## Reading passage
= = = = = = =
3

I was trying what I hoped to be a trivial exercise in coding: sorting Javascript strings with an ASCII style lexicographical order (e.g. numbers before capitalized letters before lowercased letters...).

Here's a snippet:

var str1 = "ab";
var str2 = "Ab";
var n = str1.localeCompare(
    str2, "en", {sensitivity: 'variant', caseFirst: "upper"}
);

In this case, I would expect n to be 1, but it returns -1 instead.

From the documentation on this page:

  • the sensitivity value set as variant would allow differentiating between all base and accented letters, including case
  • the caseFirst value set as upper would force upper-cased letters to compare smaller than lower-cased letters
  • the lack of usage parametrization would default to sort, which would be irrelevant here anyway since I'm specifying variant
  • the lack of ignorePunctuation parametrization would default to false

I am assuming the options override the default locale settings, although I couldn't find any specific information on the matter. In truth if it defaulted to en-US and had priority over the options, then I imagine case would be ignored (e.g. see accepted answer here).

What am I doing wrong?

Notes

  • I am mentioning "ASCII" here for the sole purpose of identifying a sorting order that does not ignore case and sorts uppercase letters before lowercase letters where applicable. I would ultimately employ this for unicode strings as well.
  • As suggested by some, this is likely engine-dependent. Replicated with Firefox ESR 52.6.0, and Chromium 64.0.3282.167.
= = = = = = =
(Dataset records on object locations)
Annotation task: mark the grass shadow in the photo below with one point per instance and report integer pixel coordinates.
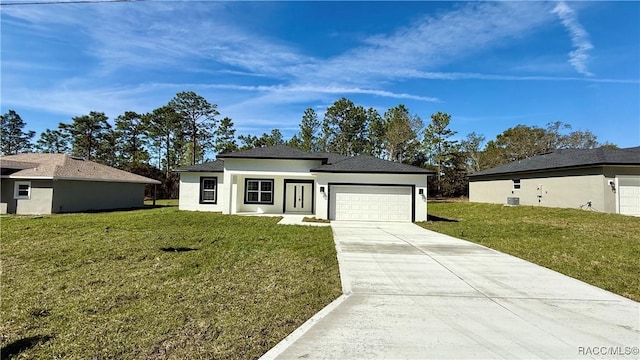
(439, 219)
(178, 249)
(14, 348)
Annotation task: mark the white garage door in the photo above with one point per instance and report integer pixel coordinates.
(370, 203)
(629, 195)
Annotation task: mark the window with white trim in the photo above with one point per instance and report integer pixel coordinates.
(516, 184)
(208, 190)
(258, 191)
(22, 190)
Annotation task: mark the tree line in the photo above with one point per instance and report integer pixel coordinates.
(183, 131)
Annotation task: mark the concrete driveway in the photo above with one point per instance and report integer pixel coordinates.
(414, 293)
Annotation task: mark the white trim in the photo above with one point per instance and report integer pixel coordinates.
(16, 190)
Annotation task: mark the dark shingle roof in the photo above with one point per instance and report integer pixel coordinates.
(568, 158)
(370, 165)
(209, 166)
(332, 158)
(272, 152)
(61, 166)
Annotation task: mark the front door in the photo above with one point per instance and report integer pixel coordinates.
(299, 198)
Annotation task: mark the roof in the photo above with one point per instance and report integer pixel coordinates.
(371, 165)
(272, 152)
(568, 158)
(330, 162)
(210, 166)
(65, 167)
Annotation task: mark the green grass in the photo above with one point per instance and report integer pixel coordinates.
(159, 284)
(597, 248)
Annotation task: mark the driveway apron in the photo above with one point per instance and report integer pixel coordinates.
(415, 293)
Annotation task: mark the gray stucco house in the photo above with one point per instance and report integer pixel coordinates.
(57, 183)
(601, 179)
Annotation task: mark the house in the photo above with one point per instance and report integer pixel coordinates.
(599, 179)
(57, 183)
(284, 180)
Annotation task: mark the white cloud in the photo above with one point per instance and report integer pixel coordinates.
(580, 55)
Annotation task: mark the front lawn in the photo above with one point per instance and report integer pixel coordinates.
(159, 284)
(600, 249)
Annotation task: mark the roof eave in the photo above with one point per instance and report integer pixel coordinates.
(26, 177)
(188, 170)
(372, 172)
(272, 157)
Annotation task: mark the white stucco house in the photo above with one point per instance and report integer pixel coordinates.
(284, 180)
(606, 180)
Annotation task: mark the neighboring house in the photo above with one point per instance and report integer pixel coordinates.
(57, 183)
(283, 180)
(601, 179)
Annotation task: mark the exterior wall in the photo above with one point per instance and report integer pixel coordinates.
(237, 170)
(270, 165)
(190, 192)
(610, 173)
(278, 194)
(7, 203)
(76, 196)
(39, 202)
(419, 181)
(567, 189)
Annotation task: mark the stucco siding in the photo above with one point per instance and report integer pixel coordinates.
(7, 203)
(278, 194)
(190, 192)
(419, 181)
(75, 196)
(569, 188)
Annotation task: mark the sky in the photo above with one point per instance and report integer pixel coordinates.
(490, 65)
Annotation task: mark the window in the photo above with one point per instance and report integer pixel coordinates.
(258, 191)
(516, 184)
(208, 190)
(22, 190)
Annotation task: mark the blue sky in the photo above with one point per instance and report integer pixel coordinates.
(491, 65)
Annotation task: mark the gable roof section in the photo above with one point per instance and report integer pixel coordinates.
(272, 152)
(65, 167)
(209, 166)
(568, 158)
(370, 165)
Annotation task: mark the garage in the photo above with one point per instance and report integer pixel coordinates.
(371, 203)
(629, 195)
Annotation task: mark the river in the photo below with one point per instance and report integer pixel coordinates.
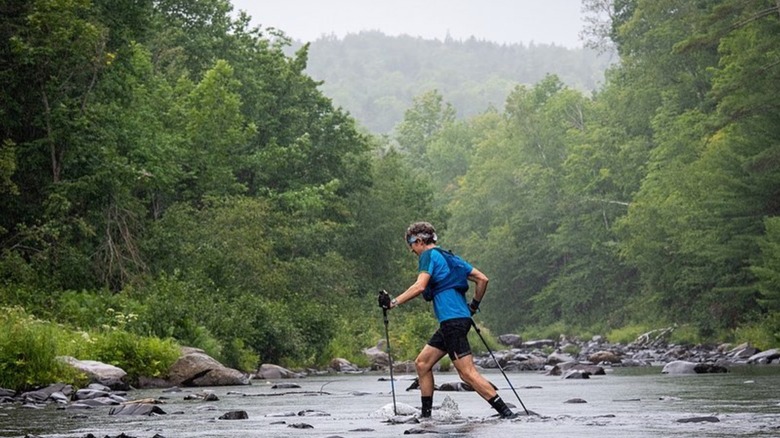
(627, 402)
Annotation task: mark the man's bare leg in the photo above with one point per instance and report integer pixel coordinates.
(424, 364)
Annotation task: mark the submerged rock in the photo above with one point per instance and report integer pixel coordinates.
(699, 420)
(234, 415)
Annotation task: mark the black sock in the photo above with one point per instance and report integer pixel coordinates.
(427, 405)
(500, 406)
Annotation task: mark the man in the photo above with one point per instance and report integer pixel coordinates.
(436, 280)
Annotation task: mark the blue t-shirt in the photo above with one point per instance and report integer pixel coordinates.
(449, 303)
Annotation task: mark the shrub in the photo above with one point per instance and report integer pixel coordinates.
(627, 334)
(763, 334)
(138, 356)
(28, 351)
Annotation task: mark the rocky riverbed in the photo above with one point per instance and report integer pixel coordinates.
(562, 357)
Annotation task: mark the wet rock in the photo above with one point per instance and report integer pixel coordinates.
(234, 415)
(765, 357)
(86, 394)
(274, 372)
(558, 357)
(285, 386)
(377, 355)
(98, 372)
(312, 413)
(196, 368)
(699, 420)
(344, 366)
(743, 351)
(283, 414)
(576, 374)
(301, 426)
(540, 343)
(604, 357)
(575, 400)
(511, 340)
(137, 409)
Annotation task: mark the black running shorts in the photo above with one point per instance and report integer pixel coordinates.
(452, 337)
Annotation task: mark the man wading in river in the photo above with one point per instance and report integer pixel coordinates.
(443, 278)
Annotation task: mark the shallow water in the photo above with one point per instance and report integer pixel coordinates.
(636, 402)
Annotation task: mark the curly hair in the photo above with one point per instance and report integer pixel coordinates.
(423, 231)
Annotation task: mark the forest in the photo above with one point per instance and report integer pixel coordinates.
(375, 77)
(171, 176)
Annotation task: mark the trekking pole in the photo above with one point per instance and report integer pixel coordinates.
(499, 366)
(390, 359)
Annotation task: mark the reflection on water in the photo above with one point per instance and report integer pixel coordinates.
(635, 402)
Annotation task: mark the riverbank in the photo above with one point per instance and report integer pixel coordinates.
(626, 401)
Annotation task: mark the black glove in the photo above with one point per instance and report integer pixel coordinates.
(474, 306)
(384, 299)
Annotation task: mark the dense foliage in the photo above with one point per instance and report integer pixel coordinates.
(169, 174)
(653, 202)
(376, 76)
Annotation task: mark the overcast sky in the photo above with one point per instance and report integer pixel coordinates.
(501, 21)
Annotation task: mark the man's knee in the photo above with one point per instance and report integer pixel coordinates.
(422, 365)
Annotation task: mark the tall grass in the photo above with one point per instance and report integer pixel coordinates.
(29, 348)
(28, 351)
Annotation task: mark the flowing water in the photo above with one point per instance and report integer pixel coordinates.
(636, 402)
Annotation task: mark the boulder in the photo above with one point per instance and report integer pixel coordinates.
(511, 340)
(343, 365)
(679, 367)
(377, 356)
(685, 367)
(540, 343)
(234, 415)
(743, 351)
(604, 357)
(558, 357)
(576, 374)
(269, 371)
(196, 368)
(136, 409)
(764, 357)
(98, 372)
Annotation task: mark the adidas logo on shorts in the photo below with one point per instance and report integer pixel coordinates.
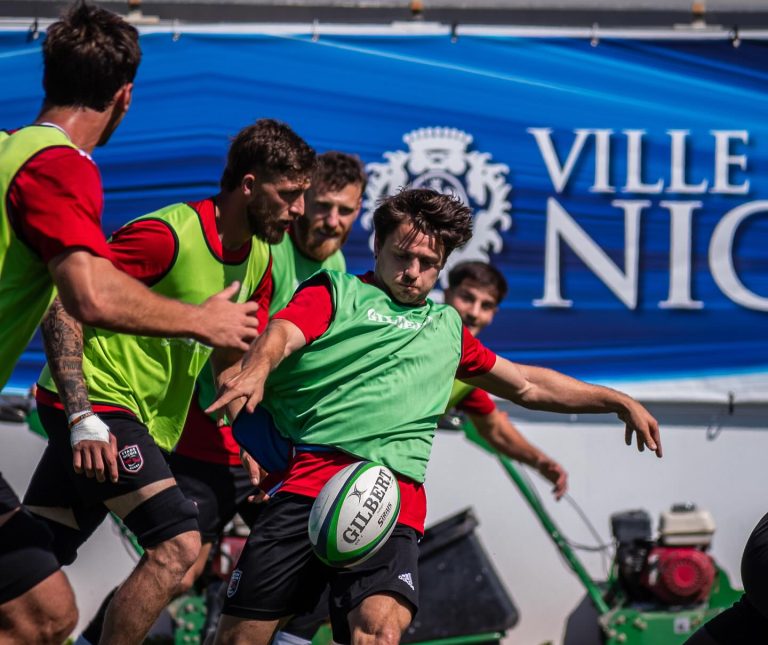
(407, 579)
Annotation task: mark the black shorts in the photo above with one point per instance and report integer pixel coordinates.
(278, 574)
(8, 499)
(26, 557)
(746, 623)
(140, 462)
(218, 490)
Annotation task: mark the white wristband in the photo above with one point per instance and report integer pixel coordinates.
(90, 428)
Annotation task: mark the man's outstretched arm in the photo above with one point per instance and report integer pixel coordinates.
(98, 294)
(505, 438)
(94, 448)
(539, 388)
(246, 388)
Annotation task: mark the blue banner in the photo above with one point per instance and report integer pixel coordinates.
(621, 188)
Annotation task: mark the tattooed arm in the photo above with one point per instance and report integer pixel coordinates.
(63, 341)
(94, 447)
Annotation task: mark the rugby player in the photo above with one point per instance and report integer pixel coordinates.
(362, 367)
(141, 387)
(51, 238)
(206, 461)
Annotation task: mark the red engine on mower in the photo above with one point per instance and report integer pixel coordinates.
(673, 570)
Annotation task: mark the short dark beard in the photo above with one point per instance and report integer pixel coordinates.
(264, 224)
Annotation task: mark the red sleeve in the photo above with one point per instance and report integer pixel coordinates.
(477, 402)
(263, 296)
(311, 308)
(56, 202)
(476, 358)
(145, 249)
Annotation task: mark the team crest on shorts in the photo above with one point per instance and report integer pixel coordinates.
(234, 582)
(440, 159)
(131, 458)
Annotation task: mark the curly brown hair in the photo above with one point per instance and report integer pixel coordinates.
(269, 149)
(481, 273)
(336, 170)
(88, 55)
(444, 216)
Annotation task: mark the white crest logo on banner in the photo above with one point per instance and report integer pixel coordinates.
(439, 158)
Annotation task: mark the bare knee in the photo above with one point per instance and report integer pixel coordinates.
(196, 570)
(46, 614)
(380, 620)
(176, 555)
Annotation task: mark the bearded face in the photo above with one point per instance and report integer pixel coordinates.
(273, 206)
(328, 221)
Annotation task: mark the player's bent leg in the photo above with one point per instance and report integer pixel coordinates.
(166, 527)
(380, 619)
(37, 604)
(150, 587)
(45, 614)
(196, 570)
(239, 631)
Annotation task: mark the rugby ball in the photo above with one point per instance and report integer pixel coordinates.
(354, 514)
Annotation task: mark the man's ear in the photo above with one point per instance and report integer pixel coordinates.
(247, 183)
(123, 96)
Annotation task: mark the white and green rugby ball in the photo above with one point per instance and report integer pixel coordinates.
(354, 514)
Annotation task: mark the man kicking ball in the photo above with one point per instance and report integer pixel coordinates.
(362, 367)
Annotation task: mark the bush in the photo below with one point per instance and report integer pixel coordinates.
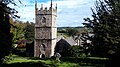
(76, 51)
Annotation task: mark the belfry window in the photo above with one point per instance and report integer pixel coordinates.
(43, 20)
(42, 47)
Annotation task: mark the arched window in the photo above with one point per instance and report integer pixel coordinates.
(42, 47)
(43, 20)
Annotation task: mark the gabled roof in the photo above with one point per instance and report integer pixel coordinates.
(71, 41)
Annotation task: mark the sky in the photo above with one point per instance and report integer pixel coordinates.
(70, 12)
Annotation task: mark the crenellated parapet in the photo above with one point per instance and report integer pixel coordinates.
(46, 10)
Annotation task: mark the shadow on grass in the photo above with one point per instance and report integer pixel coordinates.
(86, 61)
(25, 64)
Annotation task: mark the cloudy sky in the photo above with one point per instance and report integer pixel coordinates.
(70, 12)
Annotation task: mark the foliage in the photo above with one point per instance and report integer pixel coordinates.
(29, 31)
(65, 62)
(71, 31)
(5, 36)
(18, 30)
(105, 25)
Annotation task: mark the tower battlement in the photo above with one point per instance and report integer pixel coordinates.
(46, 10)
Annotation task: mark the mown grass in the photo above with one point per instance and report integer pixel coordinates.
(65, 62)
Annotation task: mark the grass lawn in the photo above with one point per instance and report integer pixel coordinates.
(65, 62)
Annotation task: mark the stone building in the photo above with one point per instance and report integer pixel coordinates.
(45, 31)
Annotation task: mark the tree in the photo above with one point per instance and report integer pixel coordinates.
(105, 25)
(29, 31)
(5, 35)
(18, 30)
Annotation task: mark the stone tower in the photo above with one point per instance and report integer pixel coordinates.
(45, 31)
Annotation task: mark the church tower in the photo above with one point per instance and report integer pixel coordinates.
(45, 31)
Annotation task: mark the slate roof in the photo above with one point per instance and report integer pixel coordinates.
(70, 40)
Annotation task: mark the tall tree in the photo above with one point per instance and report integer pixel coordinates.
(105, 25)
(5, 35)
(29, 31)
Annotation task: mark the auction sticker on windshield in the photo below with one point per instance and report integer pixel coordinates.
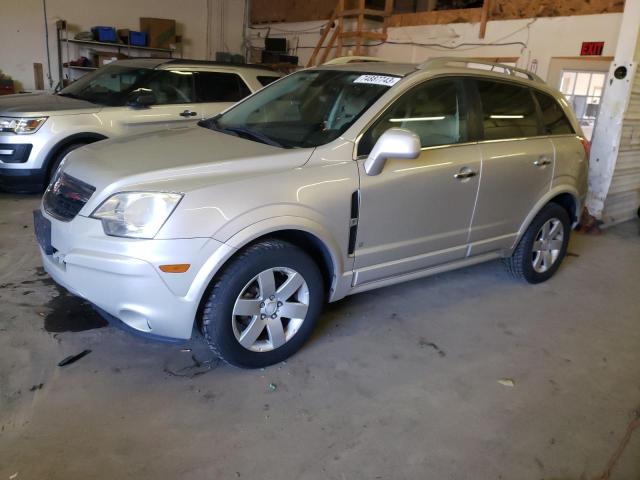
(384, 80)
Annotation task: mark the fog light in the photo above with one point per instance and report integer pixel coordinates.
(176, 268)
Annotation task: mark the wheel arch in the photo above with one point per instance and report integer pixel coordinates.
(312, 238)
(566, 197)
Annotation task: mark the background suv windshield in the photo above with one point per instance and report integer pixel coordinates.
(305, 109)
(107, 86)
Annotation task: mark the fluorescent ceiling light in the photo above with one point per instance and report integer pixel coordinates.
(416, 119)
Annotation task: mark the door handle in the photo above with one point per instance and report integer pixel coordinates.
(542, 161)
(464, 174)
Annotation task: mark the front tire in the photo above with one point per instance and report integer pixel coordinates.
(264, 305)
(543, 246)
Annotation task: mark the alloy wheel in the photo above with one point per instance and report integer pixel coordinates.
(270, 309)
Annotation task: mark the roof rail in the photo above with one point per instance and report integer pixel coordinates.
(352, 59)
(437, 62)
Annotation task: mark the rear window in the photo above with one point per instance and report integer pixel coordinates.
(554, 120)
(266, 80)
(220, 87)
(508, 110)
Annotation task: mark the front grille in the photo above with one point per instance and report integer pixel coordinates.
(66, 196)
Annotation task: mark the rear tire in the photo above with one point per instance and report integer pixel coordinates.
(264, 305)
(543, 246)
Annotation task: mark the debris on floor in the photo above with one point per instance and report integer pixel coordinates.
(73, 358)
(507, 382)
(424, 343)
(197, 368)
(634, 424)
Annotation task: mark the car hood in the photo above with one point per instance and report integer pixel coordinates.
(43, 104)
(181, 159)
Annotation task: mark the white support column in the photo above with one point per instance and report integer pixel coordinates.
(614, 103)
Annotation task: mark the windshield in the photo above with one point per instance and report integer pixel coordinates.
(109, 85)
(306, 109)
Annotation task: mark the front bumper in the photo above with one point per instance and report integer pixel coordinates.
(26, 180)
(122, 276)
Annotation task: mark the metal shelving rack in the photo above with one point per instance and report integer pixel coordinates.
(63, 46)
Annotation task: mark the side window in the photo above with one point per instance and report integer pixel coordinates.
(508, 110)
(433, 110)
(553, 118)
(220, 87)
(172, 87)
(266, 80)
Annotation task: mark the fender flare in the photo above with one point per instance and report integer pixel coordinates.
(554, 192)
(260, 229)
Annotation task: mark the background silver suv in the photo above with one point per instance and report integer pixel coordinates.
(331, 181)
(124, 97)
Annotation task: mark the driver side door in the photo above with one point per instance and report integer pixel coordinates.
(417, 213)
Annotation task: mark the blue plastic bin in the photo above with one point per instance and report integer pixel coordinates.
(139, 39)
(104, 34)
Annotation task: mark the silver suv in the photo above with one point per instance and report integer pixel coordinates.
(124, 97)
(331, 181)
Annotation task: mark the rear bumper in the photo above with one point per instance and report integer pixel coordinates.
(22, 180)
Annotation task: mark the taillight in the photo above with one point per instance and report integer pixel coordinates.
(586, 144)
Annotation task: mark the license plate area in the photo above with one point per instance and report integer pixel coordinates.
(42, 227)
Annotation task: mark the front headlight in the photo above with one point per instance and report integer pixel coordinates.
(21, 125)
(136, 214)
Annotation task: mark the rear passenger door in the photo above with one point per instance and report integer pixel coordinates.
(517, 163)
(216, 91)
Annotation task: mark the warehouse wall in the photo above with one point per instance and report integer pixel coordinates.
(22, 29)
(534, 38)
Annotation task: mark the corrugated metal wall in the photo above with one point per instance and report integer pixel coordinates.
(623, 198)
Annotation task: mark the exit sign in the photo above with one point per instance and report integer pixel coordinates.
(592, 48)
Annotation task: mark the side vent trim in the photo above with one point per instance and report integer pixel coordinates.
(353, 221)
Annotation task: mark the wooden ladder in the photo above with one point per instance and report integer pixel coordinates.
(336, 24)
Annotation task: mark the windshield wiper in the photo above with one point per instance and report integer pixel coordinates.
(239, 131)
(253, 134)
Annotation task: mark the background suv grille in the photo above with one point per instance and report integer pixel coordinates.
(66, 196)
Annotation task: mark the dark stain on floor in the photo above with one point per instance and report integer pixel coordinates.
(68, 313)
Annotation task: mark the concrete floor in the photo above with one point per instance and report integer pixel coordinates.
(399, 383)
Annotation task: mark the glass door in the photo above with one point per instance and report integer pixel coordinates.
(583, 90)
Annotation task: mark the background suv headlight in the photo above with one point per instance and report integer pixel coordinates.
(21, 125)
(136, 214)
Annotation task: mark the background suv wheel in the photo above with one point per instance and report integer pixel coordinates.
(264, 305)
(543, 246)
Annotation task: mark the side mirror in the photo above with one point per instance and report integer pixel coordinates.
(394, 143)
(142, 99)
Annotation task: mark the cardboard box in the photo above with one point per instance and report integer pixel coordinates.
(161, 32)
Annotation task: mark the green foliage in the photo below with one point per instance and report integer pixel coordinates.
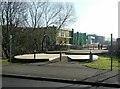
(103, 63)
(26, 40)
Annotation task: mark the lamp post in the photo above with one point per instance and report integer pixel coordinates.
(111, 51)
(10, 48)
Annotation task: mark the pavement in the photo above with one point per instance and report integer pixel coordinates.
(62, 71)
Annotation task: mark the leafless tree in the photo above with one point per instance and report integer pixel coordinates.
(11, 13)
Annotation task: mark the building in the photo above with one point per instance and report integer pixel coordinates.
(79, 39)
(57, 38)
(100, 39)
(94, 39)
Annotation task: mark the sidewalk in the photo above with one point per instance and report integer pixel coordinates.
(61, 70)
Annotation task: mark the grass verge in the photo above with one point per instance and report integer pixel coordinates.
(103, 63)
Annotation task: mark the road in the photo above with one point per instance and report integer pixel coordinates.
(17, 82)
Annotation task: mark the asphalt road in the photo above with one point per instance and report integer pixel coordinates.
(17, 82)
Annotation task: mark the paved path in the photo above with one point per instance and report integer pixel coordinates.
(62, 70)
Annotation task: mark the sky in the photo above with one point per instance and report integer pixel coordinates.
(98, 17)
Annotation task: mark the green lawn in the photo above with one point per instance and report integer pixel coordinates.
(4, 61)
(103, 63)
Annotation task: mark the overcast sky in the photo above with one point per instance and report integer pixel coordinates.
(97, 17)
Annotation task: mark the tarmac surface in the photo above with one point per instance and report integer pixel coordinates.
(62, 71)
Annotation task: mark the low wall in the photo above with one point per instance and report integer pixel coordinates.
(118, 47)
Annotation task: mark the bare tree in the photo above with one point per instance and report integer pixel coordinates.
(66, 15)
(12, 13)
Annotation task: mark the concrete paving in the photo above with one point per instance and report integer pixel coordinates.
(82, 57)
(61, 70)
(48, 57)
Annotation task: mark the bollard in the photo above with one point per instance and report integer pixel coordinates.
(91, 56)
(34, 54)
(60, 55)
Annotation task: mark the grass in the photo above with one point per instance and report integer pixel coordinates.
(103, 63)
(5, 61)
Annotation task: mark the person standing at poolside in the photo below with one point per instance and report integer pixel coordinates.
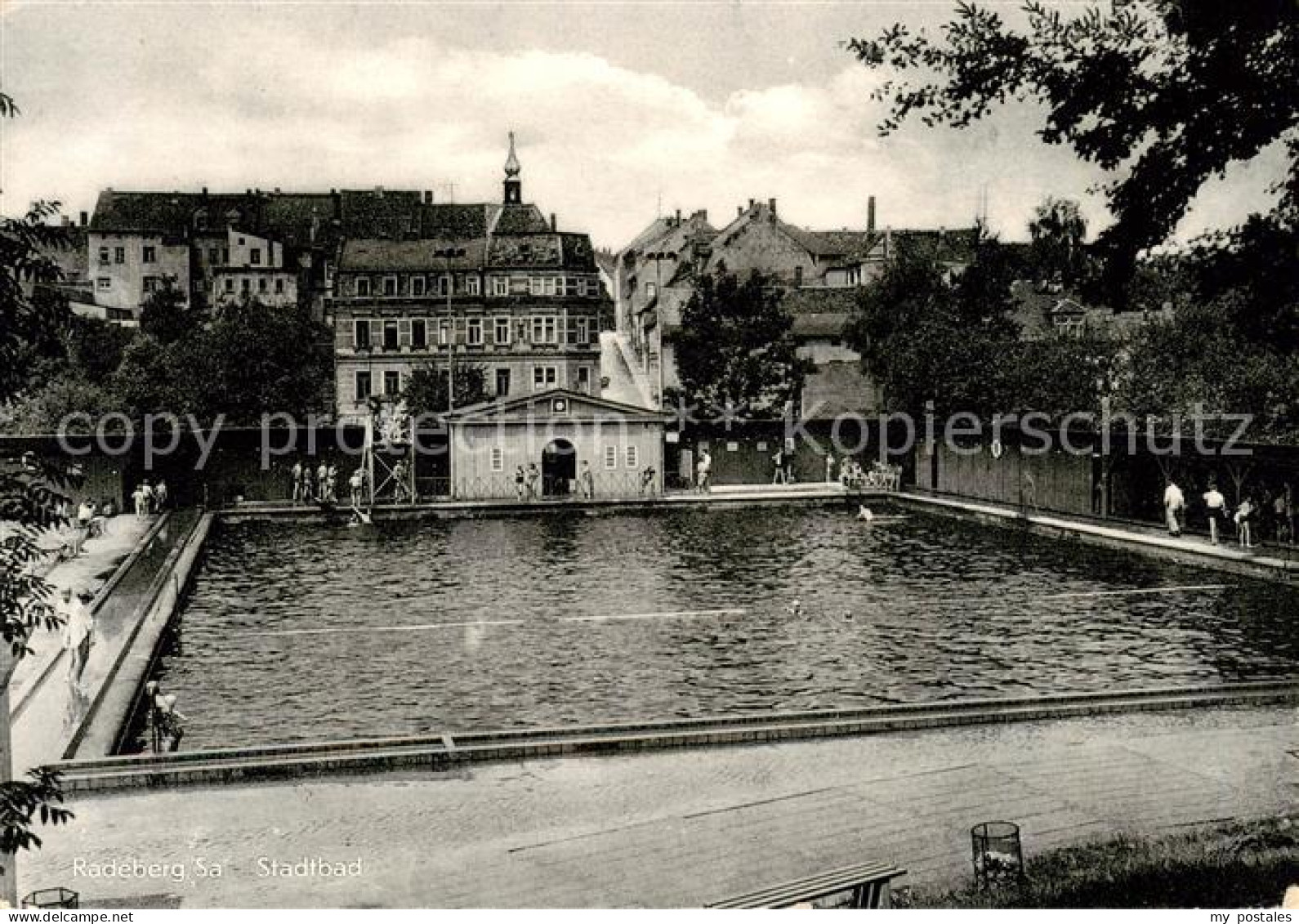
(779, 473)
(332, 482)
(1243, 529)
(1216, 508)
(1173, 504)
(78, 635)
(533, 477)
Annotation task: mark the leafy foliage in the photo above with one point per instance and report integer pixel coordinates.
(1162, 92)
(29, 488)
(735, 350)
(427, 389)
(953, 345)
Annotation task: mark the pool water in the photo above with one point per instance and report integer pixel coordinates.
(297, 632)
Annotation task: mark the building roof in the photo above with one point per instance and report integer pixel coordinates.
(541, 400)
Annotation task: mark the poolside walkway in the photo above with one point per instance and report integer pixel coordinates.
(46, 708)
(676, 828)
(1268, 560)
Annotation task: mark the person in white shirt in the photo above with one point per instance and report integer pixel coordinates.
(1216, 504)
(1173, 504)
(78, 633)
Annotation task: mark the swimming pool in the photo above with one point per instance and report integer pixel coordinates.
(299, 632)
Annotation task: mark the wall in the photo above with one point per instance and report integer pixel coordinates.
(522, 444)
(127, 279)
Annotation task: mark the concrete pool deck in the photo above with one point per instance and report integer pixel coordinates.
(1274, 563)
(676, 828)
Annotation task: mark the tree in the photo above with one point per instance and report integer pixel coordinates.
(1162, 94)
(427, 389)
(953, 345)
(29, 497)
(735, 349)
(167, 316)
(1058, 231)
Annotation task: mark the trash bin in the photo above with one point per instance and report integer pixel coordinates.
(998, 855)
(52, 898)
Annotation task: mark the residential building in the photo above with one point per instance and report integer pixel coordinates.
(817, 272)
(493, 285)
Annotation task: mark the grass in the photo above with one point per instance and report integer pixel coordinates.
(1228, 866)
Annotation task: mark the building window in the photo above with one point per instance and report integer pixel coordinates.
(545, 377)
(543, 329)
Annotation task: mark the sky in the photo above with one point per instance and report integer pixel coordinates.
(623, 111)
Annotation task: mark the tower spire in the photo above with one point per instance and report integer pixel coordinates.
= = = = = = =
## Exercise instructions
1) Find every line in the records that contains the word "tall" and copy each of those lines.
2) Continue the forum question about sorting JavaScript strings with localeCompare from where it stops.

## Results in order
1)
Annotation task: mark the tall grass in the photo above with one point per instance and report integer pixel coordinates.
Annotation task: mark the tall tree in the photo above with one point per instance and report integer pixel coordinates.

2)
Mena
  • 47,782
  • 11
  • 87
  • 106
  • Running your code, I actually get `1`. – Patrick Roberts Mar 13 '18 at 14:32
  • 1
    it is browser dependent which result you get. it works for chrome, but not in edge. – Nina Scholz Mar 13 '18 at 14:42
  • @NinaScholz thanks, that makes sense. Added browser in notes. – Mena Mar 13 '18 at 14:44
  • Now added browser*s* in notes... – Mena Mar 13 '18 at 14:47
  • are you looking for a solution which works always? something like https://stackoverflow.com/questions/33260479/javascript-sorting-an-array-like-order-by-in-oracle/33269451#33269451 with with changed cases? – Nina Scholz Mar 13 '18 at 14:50
  • @NinaScholz Thanks for the link. Interesting custom sorting, but unfortunately your solution #1 doesn't look like it would be working for me. Firstly it doesn't seem to yield `digit < letter` and from the specifications of the question it won't yield `uppercase letter < lowercase letter` either. – Mena Mar 13 '18 at 14:58
  • 1
    Note: All strings in JavaScript are Unicode (UTF-16 encoding). Also, while JavaScript does support locales, it does not natively support identifying all digit and letter characters, including by Unicode categories. So, you'd have to use lots of codepoint ranges for that. Google for code generators that help in this case. – Tom Blodget Mar 13 '18 at 15:36

2 Answers2

1

You could use a workaround by looking of the case of the letters and use a helper string which reflects the position of the upper and lower letters.

Helper array before sorting

index  value
-----  -----
   0    a b 
   1    a  B
   2     Ab 
   3     A B

after sorting

index  value
-----  -----
   3    A B
   2    Ab 
   1   a  B
   0   a b 

var array = ['ab', 'aB', 'Ab', 'AB'],
    mapped = array
        .map((el, i) => ({ index: i, value: [...el].map(c => c === c.toUpperCase() ? ' ' + c : c + ' ').join('') }))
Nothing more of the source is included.